Reescreva os registros começando na linha que contém "I would be grateful for your help with the cap" e indo até o fim deles, substituindo "interior room" por "indoor space" e deixando todo o resto inalterado.

Linhas do conjunto de dados
__________
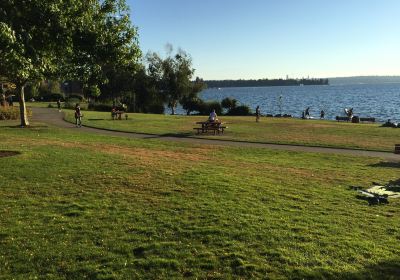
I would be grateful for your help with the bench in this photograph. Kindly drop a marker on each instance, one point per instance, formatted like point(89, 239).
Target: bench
point(213, 127)
point(367, 119)
point(117, 115)
point(216, 130)
point(338, 118)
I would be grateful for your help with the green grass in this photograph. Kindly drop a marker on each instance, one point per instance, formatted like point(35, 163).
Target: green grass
point(76, 205)
point(268, 130)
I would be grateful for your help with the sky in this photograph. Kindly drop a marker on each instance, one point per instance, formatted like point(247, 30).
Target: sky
point(255, 39)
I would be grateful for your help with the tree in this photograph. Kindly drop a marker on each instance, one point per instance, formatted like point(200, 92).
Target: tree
point(65, 38)
point(229, 103)
point(173, 76)
point(192, 102)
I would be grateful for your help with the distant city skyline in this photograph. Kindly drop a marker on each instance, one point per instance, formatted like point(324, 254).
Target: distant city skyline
point(272, 39)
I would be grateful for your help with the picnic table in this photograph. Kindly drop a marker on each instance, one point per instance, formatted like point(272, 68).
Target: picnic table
point(207, 126)
point(116, 115)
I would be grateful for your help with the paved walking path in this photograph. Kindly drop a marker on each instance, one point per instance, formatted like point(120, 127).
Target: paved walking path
point(53, 117)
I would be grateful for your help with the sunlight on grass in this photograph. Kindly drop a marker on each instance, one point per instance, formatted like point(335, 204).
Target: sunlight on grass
point(78, 205)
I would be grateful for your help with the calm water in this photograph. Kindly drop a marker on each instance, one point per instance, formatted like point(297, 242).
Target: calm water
point(381, 101)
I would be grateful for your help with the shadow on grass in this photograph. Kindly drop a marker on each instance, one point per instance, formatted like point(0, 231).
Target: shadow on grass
point(386, 164)
point(178, 135)
point(389, 269)
point(8, 153)
point(26, 127)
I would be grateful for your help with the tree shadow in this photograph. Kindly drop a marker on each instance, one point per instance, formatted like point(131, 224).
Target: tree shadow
point(27, 127)
point(9, 153)
point(389, 269)
point(386, 164)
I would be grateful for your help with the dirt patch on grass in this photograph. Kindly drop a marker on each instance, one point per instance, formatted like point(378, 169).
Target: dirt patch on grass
point(194, 154)
point(8, 153)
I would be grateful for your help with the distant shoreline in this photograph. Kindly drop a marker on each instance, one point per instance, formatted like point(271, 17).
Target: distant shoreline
point(265, 83)
point(354, 80)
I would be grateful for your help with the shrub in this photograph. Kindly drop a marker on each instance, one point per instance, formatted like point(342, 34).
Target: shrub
point(156, 108)
point(71, 103)
point(11, 113)
point(101, 107)
point(205, 108)
point(242, 110)
point(229, 103)
point(52, 97)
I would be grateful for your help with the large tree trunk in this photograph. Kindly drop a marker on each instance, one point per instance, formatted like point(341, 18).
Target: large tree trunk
point(22, 106)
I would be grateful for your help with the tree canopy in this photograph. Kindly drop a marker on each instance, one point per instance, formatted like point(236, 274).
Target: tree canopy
point(83, 40)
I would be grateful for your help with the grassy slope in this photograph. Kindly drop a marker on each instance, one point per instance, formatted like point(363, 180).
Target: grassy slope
point(287, 131)
point(76, 205)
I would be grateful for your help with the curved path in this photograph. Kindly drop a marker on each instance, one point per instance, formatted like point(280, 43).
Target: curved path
point(53, 117)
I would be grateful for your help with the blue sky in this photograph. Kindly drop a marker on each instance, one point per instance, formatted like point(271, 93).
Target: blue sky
point(251, 39)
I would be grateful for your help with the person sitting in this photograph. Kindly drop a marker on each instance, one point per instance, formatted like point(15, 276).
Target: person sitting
point(213, 116)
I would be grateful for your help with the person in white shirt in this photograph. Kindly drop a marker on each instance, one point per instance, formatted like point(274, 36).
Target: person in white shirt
point(213, 116)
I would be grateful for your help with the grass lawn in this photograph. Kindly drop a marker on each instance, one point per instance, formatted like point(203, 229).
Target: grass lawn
point(76, 205)
point(268, 130)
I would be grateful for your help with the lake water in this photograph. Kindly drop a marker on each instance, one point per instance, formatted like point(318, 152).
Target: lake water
point(381, 101)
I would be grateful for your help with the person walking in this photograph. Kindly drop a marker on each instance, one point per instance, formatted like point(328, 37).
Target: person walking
point(308, 112)
point(258, 113)
point(78, 115)
point(59, 105)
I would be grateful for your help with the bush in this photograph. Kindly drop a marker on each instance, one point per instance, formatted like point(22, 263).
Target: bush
point(156, 109)
point(75, 96)
point(241, 110)
point(101, 107)
point(71, 103)
point(229, 103)
point(205, 108)
point(52, 97)
point(11, 113)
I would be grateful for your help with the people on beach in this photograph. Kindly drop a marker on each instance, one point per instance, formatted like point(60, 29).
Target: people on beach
point(307, 113)
point(322, 116)
point(258, 113)
point(349, 113)
point(213, 116)
point(10, 100)
point(389, 123)
point(78, 115)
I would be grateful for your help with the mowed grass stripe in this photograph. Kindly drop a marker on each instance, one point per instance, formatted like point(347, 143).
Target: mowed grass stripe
point(268, 130)
point(77, 205)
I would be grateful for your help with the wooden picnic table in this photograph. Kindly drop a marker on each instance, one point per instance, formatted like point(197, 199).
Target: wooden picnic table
point(116, 115)
point(216, 127)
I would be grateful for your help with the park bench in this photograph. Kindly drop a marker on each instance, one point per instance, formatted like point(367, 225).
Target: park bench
point(215, 127)
point(116, 115)
point(367, 119)
point(338, 118)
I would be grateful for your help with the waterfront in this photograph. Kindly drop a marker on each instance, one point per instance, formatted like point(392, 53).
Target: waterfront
point(381, 101)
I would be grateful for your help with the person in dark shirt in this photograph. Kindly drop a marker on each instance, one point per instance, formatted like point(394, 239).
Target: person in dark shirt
point(78, 115)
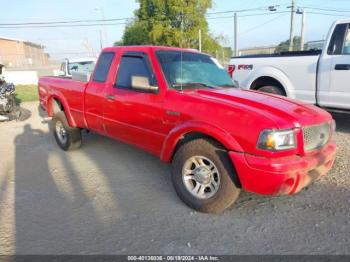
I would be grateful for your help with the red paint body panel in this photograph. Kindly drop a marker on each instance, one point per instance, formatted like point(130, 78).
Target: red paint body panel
point(235, 118)
point(285, 175)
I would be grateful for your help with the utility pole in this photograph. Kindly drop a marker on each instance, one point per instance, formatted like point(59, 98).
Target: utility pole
point(236, 35)
point(291, 35)
point(200, 40)
point(302, 39)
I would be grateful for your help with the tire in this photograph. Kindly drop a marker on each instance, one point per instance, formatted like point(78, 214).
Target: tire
point(276, 90)
point(226, 192)
point(67, 137)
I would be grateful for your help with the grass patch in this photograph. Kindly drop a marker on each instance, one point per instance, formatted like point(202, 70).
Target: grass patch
point(25, 93)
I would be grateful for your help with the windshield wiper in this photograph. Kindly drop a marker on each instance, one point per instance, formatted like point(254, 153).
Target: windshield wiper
point(191, 84)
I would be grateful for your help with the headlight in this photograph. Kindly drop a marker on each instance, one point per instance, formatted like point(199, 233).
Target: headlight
point(276, 140)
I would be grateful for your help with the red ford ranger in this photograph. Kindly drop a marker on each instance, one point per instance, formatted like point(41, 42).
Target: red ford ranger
point(182, 106)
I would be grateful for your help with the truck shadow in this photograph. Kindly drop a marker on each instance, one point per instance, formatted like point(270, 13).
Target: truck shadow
point(110, 198)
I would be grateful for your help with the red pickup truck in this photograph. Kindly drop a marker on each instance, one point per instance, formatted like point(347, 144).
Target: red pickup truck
point(182, 106)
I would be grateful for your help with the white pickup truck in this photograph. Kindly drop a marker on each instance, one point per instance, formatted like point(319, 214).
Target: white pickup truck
point(77, 65)
point(317, 77)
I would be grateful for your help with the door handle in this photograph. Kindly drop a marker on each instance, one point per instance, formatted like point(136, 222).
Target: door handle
point(342, 67)
point(110, 97)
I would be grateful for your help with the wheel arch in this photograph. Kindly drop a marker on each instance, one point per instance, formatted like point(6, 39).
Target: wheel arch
point(193, 130)
point(56, 104)
point(272, 75)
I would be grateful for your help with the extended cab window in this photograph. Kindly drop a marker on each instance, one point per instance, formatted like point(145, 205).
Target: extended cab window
point(346, 47)
point(133, 66)
point(336, 44)
point(192, 70)
point(102, 67)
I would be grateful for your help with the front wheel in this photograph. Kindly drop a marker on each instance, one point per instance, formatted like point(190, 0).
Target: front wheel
point(67, 137)
point(272, 90)
point(203, 176)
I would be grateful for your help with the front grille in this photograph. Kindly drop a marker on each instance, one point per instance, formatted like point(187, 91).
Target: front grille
point(316, 136)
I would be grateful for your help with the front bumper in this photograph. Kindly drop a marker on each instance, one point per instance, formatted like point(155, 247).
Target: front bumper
point(284, 175)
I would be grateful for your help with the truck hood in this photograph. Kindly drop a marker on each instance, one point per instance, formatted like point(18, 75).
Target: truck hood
point(285, 112)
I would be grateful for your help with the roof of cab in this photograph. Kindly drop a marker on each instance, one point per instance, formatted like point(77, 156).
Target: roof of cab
point(147, 48)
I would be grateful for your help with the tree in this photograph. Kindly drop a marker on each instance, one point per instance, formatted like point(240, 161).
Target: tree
point(284, 46)
point(172, 23)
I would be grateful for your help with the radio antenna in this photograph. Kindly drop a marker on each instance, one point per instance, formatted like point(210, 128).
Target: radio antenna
point(181, 39)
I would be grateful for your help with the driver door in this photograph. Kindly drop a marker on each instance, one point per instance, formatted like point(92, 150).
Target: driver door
point(134, 116)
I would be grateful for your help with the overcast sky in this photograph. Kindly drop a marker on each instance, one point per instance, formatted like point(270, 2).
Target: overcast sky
point(257, 30)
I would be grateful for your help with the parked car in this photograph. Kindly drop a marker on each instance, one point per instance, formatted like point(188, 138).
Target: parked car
point(182, 106)
point(77, 65)
point(312, 76)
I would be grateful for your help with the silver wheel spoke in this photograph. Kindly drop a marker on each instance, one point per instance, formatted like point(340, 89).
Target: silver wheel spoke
point(196, 188)
point(189, 177)
point(198, 174)
point(201, 190)
point(212, 188)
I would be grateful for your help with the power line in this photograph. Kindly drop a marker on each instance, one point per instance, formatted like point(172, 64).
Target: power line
point(336, 15)
point(55, 26)
point(326, 9)
point(258, 14)
point(64, 22)
point(238, 11)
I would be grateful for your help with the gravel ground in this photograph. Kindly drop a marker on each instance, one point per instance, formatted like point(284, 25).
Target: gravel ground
point(110, 198)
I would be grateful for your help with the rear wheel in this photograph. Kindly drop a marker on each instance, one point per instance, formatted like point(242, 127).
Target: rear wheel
point(203, 176)
point(272, 90)
point(67, 137)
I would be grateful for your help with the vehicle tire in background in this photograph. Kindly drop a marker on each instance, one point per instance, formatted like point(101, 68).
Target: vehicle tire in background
point(67, 137)
point(276, 90)
point(203, 176)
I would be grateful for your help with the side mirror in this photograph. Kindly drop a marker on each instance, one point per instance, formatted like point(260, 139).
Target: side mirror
point(81, 76)
point(61, 73)
point(142, 83)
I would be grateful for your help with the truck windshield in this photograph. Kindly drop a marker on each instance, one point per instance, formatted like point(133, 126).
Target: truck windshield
point(192, 70)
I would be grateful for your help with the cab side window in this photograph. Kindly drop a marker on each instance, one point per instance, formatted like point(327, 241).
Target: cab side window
point(340, 41)
point(102, 67)
point(346, 46)
point(132, 65)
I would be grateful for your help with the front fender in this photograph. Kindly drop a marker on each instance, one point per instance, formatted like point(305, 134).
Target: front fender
point(179, 131)
point(275, 73)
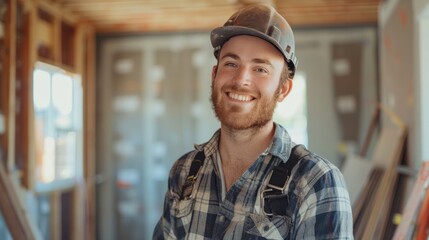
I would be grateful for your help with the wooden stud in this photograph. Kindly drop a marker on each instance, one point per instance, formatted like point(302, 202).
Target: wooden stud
point(11, 209)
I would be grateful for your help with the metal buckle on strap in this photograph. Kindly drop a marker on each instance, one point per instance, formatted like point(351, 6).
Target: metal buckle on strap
point(269, 191)
point(279, 188)
point(188, 187)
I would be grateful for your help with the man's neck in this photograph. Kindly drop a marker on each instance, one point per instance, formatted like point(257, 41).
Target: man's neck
point(244, 146)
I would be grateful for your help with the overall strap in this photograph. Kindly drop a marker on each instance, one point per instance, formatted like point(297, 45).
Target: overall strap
point(196, 164)
point(274, 199)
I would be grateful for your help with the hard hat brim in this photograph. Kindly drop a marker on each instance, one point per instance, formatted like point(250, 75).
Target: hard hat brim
point(221, 35)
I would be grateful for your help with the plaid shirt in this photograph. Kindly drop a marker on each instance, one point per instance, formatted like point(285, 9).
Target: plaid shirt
point(319, 205)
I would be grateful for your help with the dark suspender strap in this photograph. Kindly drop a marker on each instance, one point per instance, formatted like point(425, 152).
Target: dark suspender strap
point(275, 200)
point(192, 175)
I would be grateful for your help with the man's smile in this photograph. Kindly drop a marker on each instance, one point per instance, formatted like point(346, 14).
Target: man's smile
point(240, 97)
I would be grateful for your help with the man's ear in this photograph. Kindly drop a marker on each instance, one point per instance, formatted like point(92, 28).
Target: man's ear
point(214, 72)
point(285, 89)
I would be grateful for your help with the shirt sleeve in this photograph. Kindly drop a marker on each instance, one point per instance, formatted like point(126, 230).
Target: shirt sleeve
point(325, 212)
point(165, 228)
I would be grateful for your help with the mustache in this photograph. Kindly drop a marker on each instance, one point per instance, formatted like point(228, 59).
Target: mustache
point(237, 88)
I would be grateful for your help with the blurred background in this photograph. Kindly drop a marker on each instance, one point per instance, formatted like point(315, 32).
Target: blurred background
point(98, 98)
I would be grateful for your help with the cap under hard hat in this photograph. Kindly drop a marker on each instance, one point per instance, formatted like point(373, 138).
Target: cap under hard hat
point(261, 21)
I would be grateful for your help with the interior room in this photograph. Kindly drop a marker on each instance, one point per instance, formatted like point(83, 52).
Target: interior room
point(99, 98)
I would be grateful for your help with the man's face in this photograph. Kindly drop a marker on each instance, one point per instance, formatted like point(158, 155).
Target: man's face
point(246, 83)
__________
Resposta do exercício:
I would be grateful for your help with the cap under hard hat in this photograph. Kindly drop a marker on each instance, one point per instance, formatted like point(373, 138).
Target: cap under hard hat
point(261, 21)
I would be grateful for your help with the indoor space in this photograph. Kindly drop a marker on each instance, one point per instance, formatted like point(83, 52).
Target: indoor space
point(99, 98)
I would be grateful for your help with the man's face in this photograph. Kindly drop a marker on each instance, one point per instance, formatted like point(158, 155).
Target: man's face
point(246, 83)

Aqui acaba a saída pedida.